§ **Texto**

Vitória da democracia: Bolsonaro está inelegível até 2030

30-06-2023 Sexta-feira

Depois de ameaçar o processo eleitoral por inúmeras vezes, ex-presidente é considerado culpado pela maioria do plenário do TSE.

O Tribunal Superior Eleitoral formou, nesta sexta (30) maioria para condenar ex-presidente Jair Bolsonaro por crimes de abuso de poder e uso indevido de meios de comunicação. A decisão colegiada deixa Bolsonaro inelegível até 2030.

Bolsonaro foi processado por deslegitimar o processo eleitoral durante uma reunião convocada pelo ex-presidente a embaixadores no Palácio da Alvorada, em 22 de julho de 2022. No evento, o então presidente e candidato a reeleição mentiu sobre as urnas eletrônicas, chantageou a justiça eleitoral, mencionando sugestões das Forças Armadas, além utilizar aparelho público para atiçar suas bases como estratégia eleitoral.

§ **Instrução A**
Enumere as condutas que a notícia atribui ao então presidente na reunião com embaixadores no Palácio da Alvorada.

§ **Dados do exercício**
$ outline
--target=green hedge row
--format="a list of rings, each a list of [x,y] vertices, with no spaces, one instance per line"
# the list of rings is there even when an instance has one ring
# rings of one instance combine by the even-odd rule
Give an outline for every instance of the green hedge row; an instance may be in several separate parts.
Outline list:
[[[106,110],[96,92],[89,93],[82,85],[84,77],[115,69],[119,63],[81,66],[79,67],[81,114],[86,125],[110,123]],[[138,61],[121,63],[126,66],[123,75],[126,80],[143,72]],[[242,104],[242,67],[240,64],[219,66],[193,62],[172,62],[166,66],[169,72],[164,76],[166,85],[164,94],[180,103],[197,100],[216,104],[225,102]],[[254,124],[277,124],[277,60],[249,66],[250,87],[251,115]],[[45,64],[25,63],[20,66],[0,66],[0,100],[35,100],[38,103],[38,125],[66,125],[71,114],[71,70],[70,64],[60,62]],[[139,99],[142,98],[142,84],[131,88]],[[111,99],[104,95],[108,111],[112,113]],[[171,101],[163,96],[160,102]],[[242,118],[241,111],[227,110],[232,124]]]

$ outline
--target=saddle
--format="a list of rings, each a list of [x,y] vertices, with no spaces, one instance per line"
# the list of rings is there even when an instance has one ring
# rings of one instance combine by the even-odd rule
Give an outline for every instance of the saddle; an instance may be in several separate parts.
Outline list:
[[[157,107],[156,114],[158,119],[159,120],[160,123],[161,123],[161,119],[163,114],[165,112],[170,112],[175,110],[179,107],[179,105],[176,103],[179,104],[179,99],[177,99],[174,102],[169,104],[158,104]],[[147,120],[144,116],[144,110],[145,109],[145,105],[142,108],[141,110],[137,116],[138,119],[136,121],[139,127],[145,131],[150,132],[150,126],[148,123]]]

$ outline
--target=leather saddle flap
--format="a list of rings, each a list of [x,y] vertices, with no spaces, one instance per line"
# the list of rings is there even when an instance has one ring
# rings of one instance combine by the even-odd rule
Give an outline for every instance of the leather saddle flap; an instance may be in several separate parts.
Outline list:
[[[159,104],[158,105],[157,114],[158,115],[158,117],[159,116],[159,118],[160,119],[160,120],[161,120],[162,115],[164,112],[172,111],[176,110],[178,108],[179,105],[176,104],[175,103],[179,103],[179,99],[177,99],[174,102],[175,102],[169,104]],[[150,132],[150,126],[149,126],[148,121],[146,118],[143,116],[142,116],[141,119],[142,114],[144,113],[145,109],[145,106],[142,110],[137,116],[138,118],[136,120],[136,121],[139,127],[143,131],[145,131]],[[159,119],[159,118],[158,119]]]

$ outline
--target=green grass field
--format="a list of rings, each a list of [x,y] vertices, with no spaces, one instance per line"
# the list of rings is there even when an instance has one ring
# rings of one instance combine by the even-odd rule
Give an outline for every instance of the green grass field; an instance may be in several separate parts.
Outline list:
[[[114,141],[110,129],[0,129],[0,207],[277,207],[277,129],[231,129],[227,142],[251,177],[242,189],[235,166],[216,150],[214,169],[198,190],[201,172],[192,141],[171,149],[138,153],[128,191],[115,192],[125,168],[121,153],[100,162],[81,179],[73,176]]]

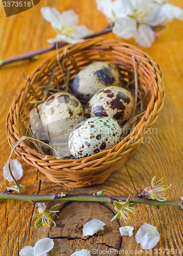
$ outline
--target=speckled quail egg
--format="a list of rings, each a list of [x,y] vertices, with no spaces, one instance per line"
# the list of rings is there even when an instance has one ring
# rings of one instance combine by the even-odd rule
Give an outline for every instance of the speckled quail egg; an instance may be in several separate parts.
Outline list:
[[[44,130],[51,137],[64,134],[73,129],[84,115],[83,108],[73,95],[65,92],[53,94],[43,104],[41,121]]]
[[[93,117],[78,124],[70,133],[69,148],[75,158],[112,148],[119,142],[121,128],[110,117]]]
[[[110,86],[96,93],[88,102],[85,111],[87,118],[107,116],[119,124],[131,116],[134,100],[130,93],[117,86]]]
[[[105,61],[92,63],[81,70],[72,84],[79,98],[89,100],[97,92],[109,86],[122,86],[122,74],[114,64]]]

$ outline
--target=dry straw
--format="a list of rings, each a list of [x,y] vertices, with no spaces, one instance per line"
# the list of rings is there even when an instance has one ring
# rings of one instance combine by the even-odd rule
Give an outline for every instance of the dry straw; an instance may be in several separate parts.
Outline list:
[[[162,74],[151,57],[133,46],[116,40],[86,40],[61,49],[32,72],[27,77],[29,81],[25,79],[7,118],[6,131],[11,146],[28,134],[31,137],[30,113],[50,95],[48,92],[55,93],[58,88],[67,91],[75,74],[97,60],[116,65],[121,71],[124,87],[134,94],[136,113],[124,125],[125,128],[130,127],[130,132],[124,133],[121,141],[111,150],[80,159],[45,156],[39,150],[41,143],[36,146],[35,141],[30,140],[21,141],[15,150],[17,155],[49,180],[62,186],[82,187],[104,181],[138,149],[163,107],[165,94]]]

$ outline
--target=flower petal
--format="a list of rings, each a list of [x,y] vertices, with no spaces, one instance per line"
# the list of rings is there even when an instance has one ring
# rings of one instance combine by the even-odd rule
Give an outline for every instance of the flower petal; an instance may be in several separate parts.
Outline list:
[[[62,28],[62,24],[60,20],[61,13],[57,8],[53,8],[46,7],[41,8],[41,12],[42,16],[46,22],[50,22],[53,28],[60,30]]]
[[[42,256],[51,250],[54,242],[50,238],[43,238],[38,240],[34,247],[35,256]]]
[[[42,218],[40,218],[35,223],[35,227],[39,227],[40,225],[42,224]]]
[[[103,230],[105,223],[100,220],[92,220],[86,223],[83,228],[83,236],[93,236],[98,230]]]
[[[20,251],[20,256],[35,256],[34,247],[32,246],[25,246]]]
[[[16,180],[18,180],[22,177],[23,170],[21,163],[16,159],[10,159],[10,167],[12,174]],[[13,181],[8,168],[8,161],[3,167],[3,177],[5,180],[9,182]]]
[[[180,197],[180,199],[183,201],[183,197]],[[183,206],[180,206],[182,209],[183,209]]]
[[[134,227],[132,226],[125,226],[124,227],[120,227],[119,228],[119,231],[121,236],[128,236],[129,237],[132,237],[133,234],[133,231],[134,229]]]
[[[113,33],[124,39],[133,37],[136,31],[136,21],[129,17],[123,17],[118,19],[112,29]]]
[[[145,222],[137,232],[136,240],[141,244],[142,249],[150,250],[159,242],[160,233],[156,227]]]
[[[77,255],[80,256],[91,256],[89,251],[86,249],[82,249],[82,250],[81,250],[80,251],[76,251],[71,254],[70,256],[77,256]]]
[[[143,47],[150,47],[154,41],[154,32],[149,26],[140,25],[136,36],[136,42]]]
[[[183,20],[183,10],[170,4],[165,4],[162,7],[162,11],[169,19],[176,18],[180,20]]]
[[[162,12],[162,6],[154,3],[149,4],[147,6],[145,18],[146,19],[146,24],[151,27],[158,26],[164,22],[166,16]]]

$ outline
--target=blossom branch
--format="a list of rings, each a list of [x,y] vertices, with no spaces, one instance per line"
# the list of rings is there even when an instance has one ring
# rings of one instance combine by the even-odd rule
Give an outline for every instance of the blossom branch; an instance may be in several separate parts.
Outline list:
[[[112,27],[111,26],[108,26],[108,27],[99,31],[98,32],[92,34],[90,35],[86,36],[84,37],[84,39],[92,38],[96,37],[97,36],[99,36],[106,34],[108,34],[112,32]],[[10,64],[10,63],[19,61],[20,60],[25,60],[27,59],[32,60],[37,58],[38,55],[45,53],[46,52],[50,52],[53,50],[56,50],[57,49],[57,44],[58,44],[58,48],[61,48],[68,45],[66,42],[59,42],[58,43],[54,42],[51,45],[46,47],[45,48],[37,50],[33,52],[25,53],[24,54],[21,54],[20,55],[16,56],[15,57],[13,57],[12,58],[9,58],[6,59],[1,59],[0,60],[0,67],[2,66],[6,65],[7,64]]]
[[[22,194],[12,194],[5,190],[0,193],[0,199],[13,199],[29,202],[38,201],[75,201],[83,202],[102,202],[113,204],[115,201],[125,202],[127,196],[111,197],[109,196],[96,196],[88,195],[69,195],[61,197],[61,194],[54,193],[50,195],[25,195]],[[142,198],[137,195],[132,196],[130,203],[147,204],[154,206],[182,206],[182,201],[166,201],[160,202],[158,200]]]

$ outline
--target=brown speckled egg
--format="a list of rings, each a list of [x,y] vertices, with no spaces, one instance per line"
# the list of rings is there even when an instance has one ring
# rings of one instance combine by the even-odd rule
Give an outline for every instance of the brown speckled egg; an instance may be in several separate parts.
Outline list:
[[[120,126],[112,118],[89,118],[71,132],[68,140],[70,152],[79,159],[109,150],[119,142],[121,133]]]
[[[69,93],[60,92],[49,97],[43,104],[41,120],[44,130],[55,137],[73,129],[83,115],[83,108],[78,99]]]
[[[128,91],[110,86],[96,93],[88,102],[85,114],[87,118],[106,116],[116,120],[119,124],[131,116],[134,100]]]
[[[80,99],[89,100],[107,86],[122,87],[122,74],[113,64],[97,61],[81,70],[73,82],[72,90]]]

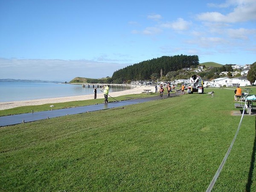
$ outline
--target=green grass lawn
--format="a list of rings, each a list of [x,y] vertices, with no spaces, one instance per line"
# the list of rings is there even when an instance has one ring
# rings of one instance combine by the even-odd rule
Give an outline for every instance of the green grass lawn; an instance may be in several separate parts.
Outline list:
[[[0,128],[0,189],[205,191],[241,119],[212,90]],[[245,116],[213,191],[256,191],[256,130]]]

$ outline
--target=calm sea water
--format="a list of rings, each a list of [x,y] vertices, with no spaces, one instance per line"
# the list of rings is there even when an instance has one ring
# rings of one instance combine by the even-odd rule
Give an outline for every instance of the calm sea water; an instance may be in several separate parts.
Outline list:
[[[110,92],[130,89],[130,86],[110,87]],[[92,85],[53,83],[0,82],[0,102],[53,98],[93,93]],[[97,94],[103,94],[98,90]]]

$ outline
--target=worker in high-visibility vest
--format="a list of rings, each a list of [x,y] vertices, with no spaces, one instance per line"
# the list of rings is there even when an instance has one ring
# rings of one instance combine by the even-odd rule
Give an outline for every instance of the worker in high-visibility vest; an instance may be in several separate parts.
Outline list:
[[[102,91],[103,88],[104,88],[104,90],[103,91],[103,94],[104,94],[104,98],[105,98],[105,100],[104,101],[104,103],[107,103],[108,102],[108,92],[109,92],[109,87],[110,85],[109,84],[107,85],[106,86],[104,86],[102,88]]]
[[[237,86],[237,88],[235,90],[235,95],[234,98],[235,98],[235,101],[237,101],[238,96],[240,96],[239,97],[241,97],[242,95],[242,90],[239,86]]]

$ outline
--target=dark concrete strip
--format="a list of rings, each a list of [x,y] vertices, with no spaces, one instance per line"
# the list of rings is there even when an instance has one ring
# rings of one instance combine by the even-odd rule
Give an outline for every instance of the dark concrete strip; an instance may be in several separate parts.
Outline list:
[[[173,93],[171,97],[177,96]],[[56,110],[40,111],[29,113],[23,113],[0,117],[0,126],[11,125],[30,122],[38,120],[52,118],[69,115],[79,114],[88,112],[111,109],[119,107],[149,101],[166,98],[166,95],[163,97],[154,96],[144,98],[139,98],[123,101],[111,102],[107,104],[100,104],[76,108],[68,108]]]

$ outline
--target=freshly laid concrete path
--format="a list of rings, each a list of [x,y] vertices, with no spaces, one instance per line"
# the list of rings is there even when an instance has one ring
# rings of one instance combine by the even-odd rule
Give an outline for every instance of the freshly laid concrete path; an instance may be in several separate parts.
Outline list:
[[[116,108],[129,105],[143,103],[149,101],[168,98],[166,97],[166,94],[165,94],[165,95],[163,97],[160,97],[159,96],[154,96],[119,101],[118,102],[112,102],[107,104],[100,104],[93,105],[88,105],[83,107],[37,112],[29,113],[1,116],[0,117],[0,126],[12,125],[23,122],[30,122],[58,116]],[[177,95],[175,93],[173,93],[171,95],[171,97],[175,96]]]

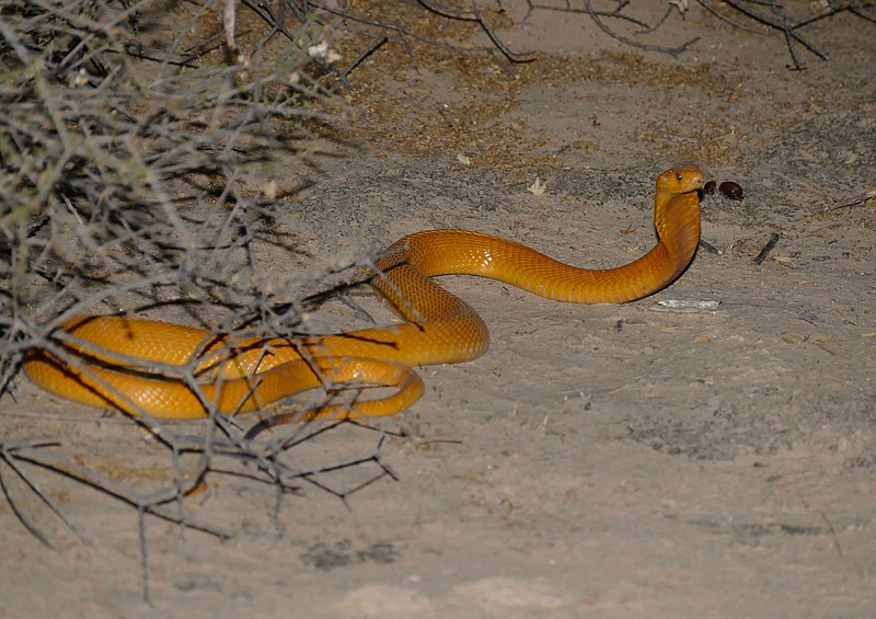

§ **Instrução B**
Reúna todas as linhas dos registros em que aparece a palavra "laid".

§ **Resultado A**
- Mentiu sobre as urnas eletrônicas.
- Chantageou a justiça eleitoral, mencionando sugestões das Forças Armadas.
- Utilizou aparelho público para atiçar suas bases como estratégia eleitoral.

§ **Resultado B**
--target=freshly laid concrete path
Give an outline for every instance of the freshly laid concrete path; an instance may be in several separate parts.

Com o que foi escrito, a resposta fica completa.